## [What you are asked to do]
Rewrite each line of the entries below, requests included, scaling every bounding-box coordinate in the answers by 0.35 and rounding to the nearest whole number, with halves rounded up. The numbers inside the requests, including the [x1, y1, x2, y2] format sample, stay unchanged.
____
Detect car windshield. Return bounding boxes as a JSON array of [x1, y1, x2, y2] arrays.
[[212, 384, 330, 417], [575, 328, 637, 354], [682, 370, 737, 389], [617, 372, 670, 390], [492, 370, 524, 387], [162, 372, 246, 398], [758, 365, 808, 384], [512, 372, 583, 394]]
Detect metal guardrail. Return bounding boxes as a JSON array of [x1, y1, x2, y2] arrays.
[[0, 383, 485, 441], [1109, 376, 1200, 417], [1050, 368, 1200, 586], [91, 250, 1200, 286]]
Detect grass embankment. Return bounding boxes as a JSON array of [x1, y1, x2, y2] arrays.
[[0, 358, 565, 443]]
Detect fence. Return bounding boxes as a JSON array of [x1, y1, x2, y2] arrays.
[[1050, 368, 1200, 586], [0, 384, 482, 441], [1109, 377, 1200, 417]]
____
## [Response below]
Detect car windshield. Return bounding boxes as a JSON array of [x1, y1, x2, y2] arrays.
[[74, 134, 116, 146], [201, 115, 223, 124], [239, 130, 258, 136], [216, 130, 235, 137], [172, 130, 183, 135], [57, 130, 86, 139], [265, 128, 283, 134], [179, 130, 204, 138]]
Detect metal guardrail. Return bounding boxes as a JSON array of [x1, y1, x2, y2] arrays.
[[0, 134, 170, 154], [388, 132, 420, 146], [368, 129, 420, 205], [32, 88, 420, 100]]
Detect grass embankment. Return bounding boxes as a JSON array of [x1, y1, x2, y2] arrays.
[[0, 125, 198, 155]]
Detect fence. Return bounding boxes as a JSON array of [x1, y1, x2, y2] arrays.
[[368, 129, 420, 205], [0, 134, 169, 154], [388, 132, 420, 146]]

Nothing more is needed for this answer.